> GIVEN REQUEST: Take the line that contains "Exercise. Point to the estuary" and all lines after it, up to and including the last line of the data, and write them out exactly; nothing else belongs in the answer.

--------------------

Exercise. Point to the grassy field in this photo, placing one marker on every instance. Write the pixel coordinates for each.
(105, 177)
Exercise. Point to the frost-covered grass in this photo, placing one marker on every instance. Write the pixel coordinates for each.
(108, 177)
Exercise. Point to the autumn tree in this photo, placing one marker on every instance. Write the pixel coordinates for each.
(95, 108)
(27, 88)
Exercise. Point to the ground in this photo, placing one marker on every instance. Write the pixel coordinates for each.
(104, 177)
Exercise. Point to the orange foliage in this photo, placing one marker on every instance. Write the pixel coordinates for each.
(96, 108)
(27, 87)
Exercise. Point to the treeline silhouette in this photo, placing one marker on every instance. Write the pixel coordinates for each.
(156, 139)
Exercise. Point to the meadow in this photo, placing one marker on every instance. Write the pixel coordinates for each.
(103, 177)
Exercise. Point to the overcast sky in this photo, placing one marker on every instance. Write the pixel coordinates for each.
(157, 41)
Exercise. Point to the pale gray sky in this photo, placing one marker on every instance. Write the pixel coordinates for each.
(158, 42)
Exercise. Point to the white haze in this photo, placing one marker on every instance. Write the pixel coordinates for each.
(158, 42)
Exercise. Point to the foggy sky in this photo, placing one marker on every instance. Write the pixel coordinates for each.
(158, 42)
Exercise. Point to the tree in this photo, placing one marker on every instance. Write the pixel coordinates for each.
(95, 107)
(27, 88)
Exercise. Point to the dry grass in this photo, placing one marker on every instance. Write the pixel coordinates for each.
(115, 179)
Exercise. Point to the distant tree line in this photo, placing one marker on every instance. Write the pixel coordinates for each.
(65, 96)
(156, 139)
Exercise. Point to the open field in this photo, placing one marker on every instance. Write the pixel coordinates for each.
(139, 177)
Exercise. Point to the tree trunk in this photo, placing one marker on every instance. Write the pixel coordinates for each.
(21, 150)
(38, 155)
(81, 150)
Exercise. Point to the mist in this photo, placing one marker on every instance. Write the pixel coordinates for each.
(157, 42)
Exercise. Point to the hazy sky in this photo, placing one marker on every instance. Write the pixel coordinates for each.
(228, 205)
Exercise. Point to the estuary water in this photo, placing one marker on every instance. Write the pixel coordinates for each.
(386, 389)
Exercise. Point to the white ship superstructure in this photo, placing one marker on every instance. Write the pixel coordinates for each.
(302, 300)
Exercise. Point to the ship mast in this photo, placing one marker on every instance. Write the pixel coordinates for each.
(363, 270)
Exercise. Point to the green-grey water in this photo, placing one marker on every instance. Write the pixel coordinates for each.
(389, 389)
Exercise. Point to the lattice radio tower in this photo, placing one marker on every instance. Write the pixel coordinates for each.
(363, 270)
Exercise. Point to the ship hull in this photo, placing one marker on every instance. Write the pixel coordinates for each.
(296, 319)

--------------------

> SOLUTION TO THIS PROBLEM:
Exercise. Point to the estuary water in this photo, placing one marker on every instance. Write the pixel coordinates for each.
(386, 389)
Exercise. Point to the white ship superstructure in this photo, placing one marker on every instance. Write the pixel coordinates for each.
(302, 300)
Exercise. Point to the ship mast in this photo, placing one marker on every instance. Write the pixel coordinates for each.
(363, 270)
Exercise. Point to the green-grey water in this photo, placing one marker on every instance. Write the pixel coordinates for each.
(389, 389)
Exercise. Point to the lattice radio tower in this photo, placing one marker on every instance. Write the pixel coordinates for each.
(363, 270)
Exercise. Point to the ship hull in this photo, placing one marker on every instance. Write the pixel coordinates for each.
(296, 319)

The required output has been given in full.